*Requirement A*
What would the festival recap read like from "The film's final" through "attend next year's IFFM." if you substitute "sweet" for "murabba"?

Wednesday, 29 May 2013

Indian Film Festival of Melbourne 2013: A recap.

The 2013 Indian Film Festival came to a serendipitous close on 22 May with a screening of 'Bombay Talkies', a film that points the way towards a bold future for Bollywood and, likewise, next year's IFFM. Comprised of four short films by four of India's leading directors -- Karan Johar, Dibakar Banerjee, Zoya Akhtar and Anurag Kashyap -- 'Bombay Talkies' ended with a rousing pastiche of 100 years of Indian cinema and a flurry of Bollywood's brightest stars:

The film's final story involved a man's unhinged attempt to get Amitabh Bachchan to take a bite of a murabba for the sake of his dying father. Fitting, and ironic, as Mr Bachchan was originally scheduled to close this year's IFFM with a screening of his 1975 hit 'Deewaar'. In a brief speech before the film, festival director Mitu Bhowmick Lange apologised for Mr Bachchan's absence and shared an assurance from Big B's people that the Bollywood legend would attend next year's IFFM.

[Data entries]
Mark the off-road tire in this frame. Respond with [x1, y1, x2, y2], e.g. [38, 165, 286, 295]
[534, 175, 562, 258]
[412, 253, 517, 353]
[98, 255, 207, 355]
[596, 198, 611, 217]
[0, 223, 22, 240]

*Requirement B*
Can you copy every line of the data entries above, including the request lines, and offset each bounding-box coordinate by adding 125 to it?

*Full solution A*
The film's final story involved a man's unhinged attempt to get Amitabh Bachchan to take a bite of a sweet for the sake of his dying father. Fitting, and ironic, as Mr Bachchan was originally scheduled to close this year's IFFM with a screening of his 1975 hit 'Deewaar'. In a brief speech before the film, festival director Mitu Bhowmick Lange apologised for Mr Bachchan's absence and shared an assurance from Big B's people that the Bollywood legend would attend next year's IFFM.

*Full solution B*
Mark the off-road tire in this frame. Respond with [x1, y1, x2, y2], e.g. [38, 165, 286, 295]
[659, 300, 687, 383]
[537, 378, 642, 478]
[223, 380, 332, 480]
[721, 323, 736, 342]
[125, 348, 147, 365]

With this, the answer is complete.